Region labeling lines:

- - -

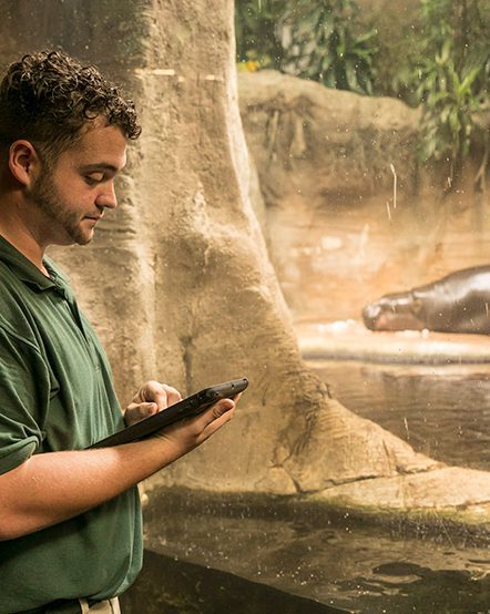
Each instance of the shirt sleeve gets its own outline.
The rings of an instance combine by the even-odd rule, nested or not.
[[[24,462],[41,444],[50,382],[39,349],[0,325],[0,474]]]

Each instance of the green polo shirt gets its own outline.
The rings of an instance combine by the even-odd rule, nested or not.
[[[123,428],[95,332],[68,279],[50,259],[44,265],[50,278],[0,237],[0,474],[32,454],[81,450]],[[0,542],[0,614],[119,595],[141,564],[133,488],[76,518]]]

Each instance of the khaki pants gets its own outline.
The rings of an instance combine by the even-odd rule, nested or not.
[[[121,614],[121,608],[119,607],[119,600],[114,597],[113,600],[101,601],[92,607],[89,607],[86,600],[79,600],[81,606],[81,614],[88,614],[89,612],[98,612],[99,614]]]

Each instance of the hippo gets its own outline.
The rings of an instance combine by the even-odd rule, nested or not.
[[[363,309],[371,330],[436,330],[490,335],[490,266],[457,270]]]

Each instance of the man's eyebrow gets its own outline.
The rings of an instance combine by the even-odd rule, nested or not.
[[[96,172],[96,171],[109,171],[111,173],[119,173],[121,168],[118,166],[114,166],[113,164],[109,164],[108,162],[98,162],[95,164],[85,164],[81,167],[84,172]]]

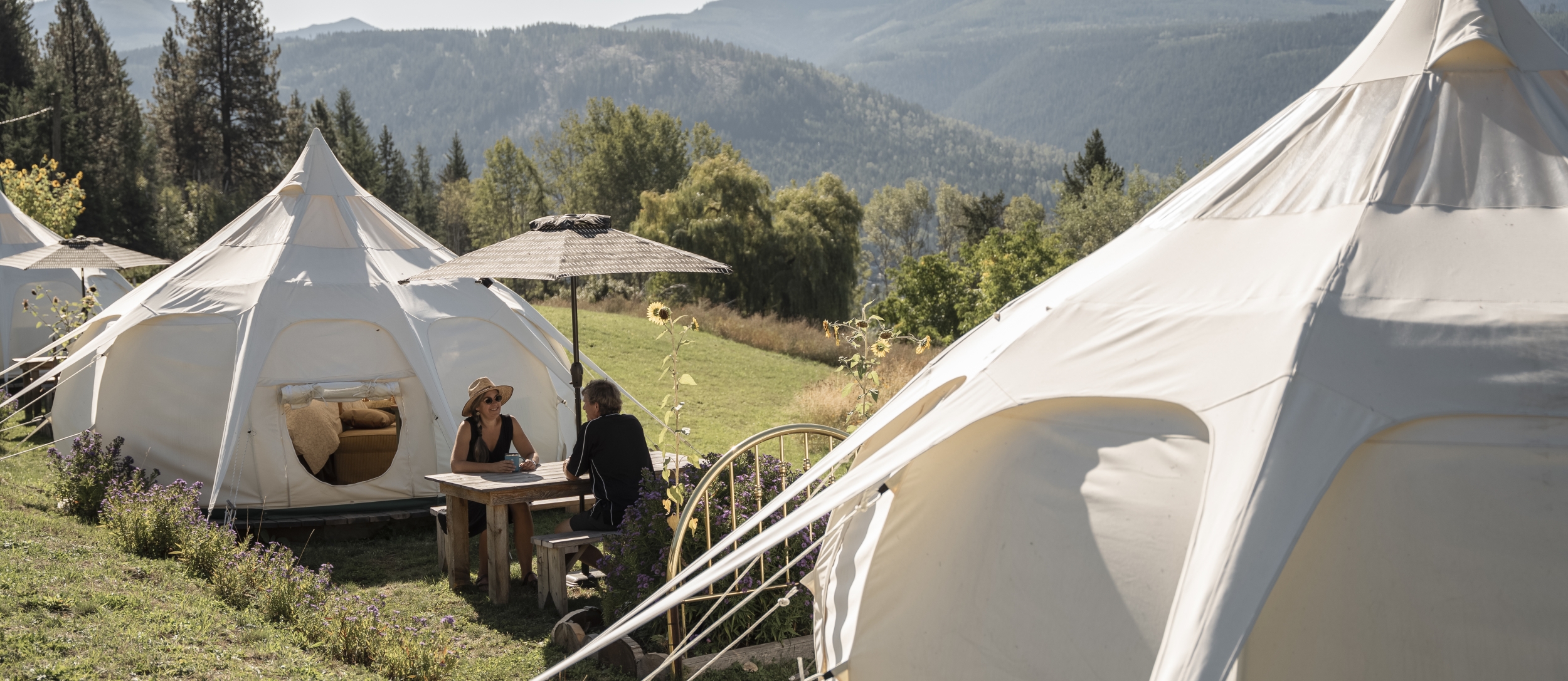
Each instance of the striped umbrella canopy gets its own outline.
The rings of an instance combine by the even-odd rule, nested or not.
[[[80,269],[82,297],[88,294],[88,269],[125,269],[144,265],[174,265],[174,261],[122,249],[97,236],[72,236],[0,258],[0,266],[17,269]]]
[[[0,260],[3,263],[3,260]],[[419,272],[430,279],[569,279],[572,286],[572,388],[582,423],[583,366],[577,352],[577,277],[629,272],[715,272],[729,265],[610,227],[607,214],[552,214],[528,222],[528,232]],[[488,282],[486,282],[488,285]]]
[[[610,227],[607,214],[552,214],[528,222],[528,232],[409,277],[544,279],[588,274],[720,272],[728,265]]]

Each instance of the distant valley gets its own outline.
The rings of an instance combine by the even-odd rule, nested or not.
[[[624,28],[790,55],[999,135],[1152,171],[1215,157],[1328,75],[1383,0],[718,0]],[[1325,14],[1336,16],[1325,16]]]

- - -

■ Problem to work on: Revise all the lines above so that "gets its own outline" becomes "receives a separate outline" everywhere and nothing else changes. Omit the picture markers from your output.

■ Solution to the problem:
Each instance of the shirt sleeve receives a separate outline.
The rings of an instance combine by the even-odd rule, nested or not.
[[[24,462],[41,444],[50,382],[39,349],[0,325],[0,474]]]

Each instance of the green polo shirt receives a separate outline.
The rings of an instance combine by the even-odd rule, nested or not.
[[[123,428],[95,332],[68,279],[50,259],[44,265],[50,278],[0,237],[0,474],[32,454],[81,450]],[[0,542],[0,614],[119,595],[141,564],[133,488],[76,518]]]

Each instance of the khaki pants receives a separate outline.
The rings of an instance combine by the even-odd rule, nested or not.
[[[121,614],[121,608],[119,607],[119,600],[114,597],[113,600],[101,601],[92,607],[89,607],[86,600],[79,600],[81,606],[81,614],[88,614],[89,612],[98,612],[99,614]]]

Each instance of the hippo receives a separate outline.
The rings of an instance combine by the even-odd rule, nested or not.
[[[363,309],[371,330],[436,330],[490,335],[490,266],[457,270]]]

Each instance of the man's eyebrow receives a separate outline.
The rings of an instance combine by the even-odd rule, nested or not.
[[[96,172],[96,171],[109,171],[111,173],[119,173],[121,168],[118,166],[114,166],[113,164],[109,164],[108,162],[98,162],[95,164],[85,164],[81,167],[84,172]]]

Each instance of the striped umbrella canopy receives a separate outline.
The rings of an instance combine by the even-odd rule, nested or not.
[[[80,269],[82,297],[88,294],[88,269],[125,269],[144,265],[174,265],[174,261],[122,249],[97,236],[72,236],[0,258],[0,266],[17,269]]]
[[[0,260],[3,263],[3,260]],[[419,272],[430,279],[569,279],[572,286],[572,388],[582,423],[583,366],[577,352],[577,277],[629,272],[715,272],[729,265],[610,227],[607,214],[552,214],[528,222],[528,232]],[[488,282],[486,282],[488,285]]]
[[[610,227],[607,214],[552,214],[528,222],[528,232],[409,277],[544,279],[588,274],[720,272],[728,265]]]

Each instance of the distant valley receives a separate outline.
The rings of an instance combine by the even-odd rule, nested or not.
[[[624,28],[790,55],[999,135],[1152,171],[1215,157],[1328,75],[1383,0],[718,0]],[[1325,14],[1336,16],[1325,16]]]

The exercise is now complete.